Ziel der Aufgabe A>
Beantworten Sie anhand des folgenden Textauszugs zur Remilitarisierung:
(i) In welchem Monat und Jahr wurde die Kasernierte Volkspolizei offiziell gegründet?
(ii) Wann wurde das Amt Blank gegründet?
(iii) In welchem Jahr wurde die Bundeswehr offiziell gegründet?

Textauszug>
________
Dabei wird der historische Kontext des Kalten Krieges gerne ausgeblendet. Als in der Sowjetischen Besatzungszone im Herbst 1948 auf Weisung der sowjetischen Militäradministration mit dem Aufbau kasernierter Polizeieinheiten begonnen wurde, der im April 1952 in die offizielle Gründung der Kasernierten Volkspolizei (KVP) als Vorläufer der Nationalen Volksarmee mündete, waren in Westdeutschland ehemalige Offiziere der Wehrmacht bereits seit einiger Zeit damit beschäftigt gewesen, Pläne und Strukturen für die Aufstellung von Streitkräften zu entwickeln.
Die Militärhistoriker Keßelring und Loch beschreiben den verdeckt betriebenen Prozess der Remilitarisierung in Westdeutschland im Detail: „An die Organisation Gehlen angebundene deutsche Generale und Generalstabsoffiziere schufen zunächst eigeninitiativ und seit Gründung der Bundesrepublik Deutschland 1949 im Auftrag von Bundeskanzler Konrad Adenauer (CDU) und seinem Schattenverteidigungsminister Eberhard Wildermuth (FDP) ein verteidigungspolitisches Konzept. Dieses Wirken der deutschen Offiziere war abgestimmt und durch die USA im Dialog mit dem offiziellen Bonn – einschließlich der Oppositionsführerin SPD – gefordert und gefördert....Bereits vor Gründung des dem Bundeskanzler direkt unterstehenden Amtes Blank (Herbst 1950) als Vorläufer des Bundesministeriums für Verteidigung bestand im organisatorischen Rahmen der amerikanisch geführten deutschen militärgeheimdienstlichen Organisation Gehlen ein als Schatten-Generalstab...zu bezeichnendes Netzwerk. Dieses wurde gezielt mit amerikanischer Förderung ab 1947 mit Hilfe aus amerikanischer Gefangenschaft entlassener Generalstabsoffiziere ausgebaut und bildete sukzessive die Fähigkeiten und das Personal der zentralen Generalstabsabteilungen für Operation, Organisation und militärisches Nachrichtenwesen ab.“/2/
Endpunkt dieser verdeckten Vorbereitungen auf die militärische Revision der Ergebnisse des Krieges war 1955 die offizielle Gründung der Bundeswehr. Anfang 1956 zog die DDR mit der Gründung der Nationalen Volksarmee (NVA) nach. Es war die angemessene militärpolitische Reaktion auf die Remilitarisierung und die Integration der Bundesrepublik in die NATO.
________
Ziel der Aufgabe B>
Stellen Sie die Zeilen im Übungsmaterial von der Zeile mit „Find the breakwater“ bis einschließlich der Zeile mit „pixel 349 529“ als JSON-Liste von Zeichenketten dar, eine Zeichenkette je Zeile, ohne Leerzeilen.

Übungsmaterial>
________
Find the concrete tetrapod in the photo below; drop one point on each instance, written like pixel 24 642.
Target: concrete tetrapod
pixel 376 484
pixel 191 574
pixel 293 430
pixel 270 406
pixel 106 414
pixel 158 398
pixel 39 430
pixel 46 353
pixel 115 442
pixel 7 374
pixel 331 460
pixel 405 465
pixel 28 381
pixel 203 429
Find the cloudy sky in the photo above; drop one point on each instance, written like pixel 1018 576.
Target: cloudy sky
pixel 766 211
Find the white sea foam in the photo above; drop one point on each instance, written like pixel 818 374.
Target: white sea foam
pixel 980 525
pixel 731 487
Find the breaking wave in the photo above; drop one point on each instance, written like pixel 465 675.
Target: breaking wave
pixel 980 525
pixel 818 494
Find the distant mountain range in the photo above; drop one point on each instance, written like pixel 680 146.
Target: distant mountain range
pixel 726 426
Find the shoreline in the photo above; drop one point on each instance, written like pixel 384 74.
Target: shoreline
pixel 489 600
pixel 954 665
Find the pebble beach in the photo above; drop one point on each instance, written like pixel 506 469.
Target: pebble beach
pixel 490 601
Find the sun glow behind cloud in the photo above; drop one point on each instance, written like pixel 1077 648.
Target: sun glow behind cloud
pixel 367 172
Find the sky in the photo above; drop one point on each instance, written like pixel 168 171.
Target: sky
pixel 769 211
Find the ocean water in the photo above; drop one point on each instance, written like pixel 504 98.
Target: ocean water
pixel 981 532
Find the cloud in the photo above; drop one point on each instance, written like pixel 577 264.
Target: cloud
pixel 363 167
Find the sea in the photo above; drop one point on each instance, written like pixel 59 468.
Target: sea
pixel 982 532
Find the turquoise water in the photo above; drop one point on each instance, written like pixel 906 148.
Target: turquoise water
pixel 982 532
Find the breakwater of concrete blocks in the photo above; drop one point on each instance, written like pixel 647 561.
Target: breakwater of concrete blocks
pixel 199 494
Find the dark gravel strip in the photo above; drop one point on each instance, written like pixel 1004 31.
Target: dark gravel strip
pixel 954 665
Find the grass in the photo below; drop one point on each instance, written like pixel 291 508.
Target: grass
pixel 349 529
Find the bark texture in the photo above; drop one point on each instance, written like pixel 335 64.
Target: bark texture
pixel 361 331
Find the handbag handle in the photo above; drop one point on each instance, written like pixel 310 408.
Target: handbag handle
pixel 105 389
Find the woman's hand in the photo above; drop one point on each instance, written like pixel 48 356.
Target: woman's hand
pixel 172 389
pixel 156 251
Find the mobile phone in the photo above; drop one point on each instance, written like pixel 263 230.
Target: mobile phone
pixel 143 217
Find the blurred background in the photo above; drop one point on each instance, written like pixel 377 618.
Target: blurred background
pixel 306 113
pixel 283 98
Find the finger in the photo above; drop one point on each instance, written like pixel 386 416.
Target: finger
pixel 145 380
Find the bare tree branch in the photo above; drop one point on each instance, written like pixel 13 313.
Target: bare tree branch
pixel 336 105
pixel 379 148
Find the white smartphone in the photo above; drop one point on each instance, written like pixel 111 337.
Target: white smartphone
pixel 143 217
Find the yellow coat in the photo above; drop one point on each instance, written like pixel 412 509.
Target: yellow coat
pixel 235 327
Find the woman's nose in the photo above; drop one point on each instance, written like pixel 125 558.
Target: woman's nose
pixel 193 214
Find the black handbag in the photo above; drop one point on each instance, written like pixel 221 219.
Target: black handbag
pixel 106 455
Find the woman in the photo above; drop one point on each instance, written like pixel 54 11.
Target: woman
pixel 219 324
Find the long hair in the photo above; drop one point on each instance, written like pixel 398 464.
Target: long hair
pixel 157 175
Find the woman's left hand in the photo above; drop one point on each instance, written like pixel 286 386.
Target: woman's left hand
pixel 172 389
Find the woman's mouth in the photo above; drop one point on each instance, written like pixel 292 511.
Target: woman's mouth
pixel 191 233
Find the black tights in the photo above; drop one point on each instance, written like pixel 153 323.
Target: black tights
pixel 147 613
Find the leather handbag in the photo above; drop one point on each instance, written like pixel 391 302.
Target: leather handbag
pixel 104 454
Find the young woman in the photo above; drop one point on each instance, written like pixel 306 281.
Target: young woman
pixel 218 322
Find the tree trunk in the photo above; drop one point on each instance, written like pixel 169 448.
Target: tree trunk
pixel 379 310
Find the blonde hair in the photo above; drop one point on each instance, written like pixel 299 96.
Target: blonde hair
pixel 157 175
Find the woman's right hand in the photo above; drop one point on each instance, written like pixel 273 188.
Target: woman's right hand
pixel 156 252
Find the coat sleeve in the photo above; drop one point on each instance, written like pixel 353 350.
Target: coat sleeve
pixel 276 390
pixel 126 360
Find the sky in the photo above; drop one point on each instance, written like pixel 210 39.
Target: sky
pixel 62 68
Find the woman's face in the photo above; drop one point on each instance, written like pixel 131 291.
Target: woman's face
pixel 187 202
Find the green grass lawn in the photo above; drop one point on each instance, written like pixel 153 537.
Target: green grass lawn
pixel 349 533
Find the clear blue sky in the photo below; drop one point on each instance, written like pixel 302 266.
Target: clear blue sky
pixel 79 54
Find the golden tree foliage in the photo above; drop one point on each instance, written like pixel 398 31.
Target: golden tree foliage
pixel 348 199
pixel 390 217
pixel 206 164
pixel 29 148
________
Vollständige Antwort A>
(i) Im April 1952.
(ii) Im Herbst 1950.
(iii) 1955.

Vollständige Antwort B>
[
  "Find the breakwater of concrete blocks in the photo above; drop one point on each instance, written like pixel 647 561.",
  "Target: breakwater of concrete blocks",
  "pixel 199 494",
  "Find the dark gravel strip in the photo above; drop one point on each instance, written like pixel 1004 31.",
  "Target: dark gravel strip",
  "pixel 954 665",
  "Find the grass in the photo below; drop one point on each instance, written like pixel 291 508.",
  "Target: grass",
  "pixel 349 529"
]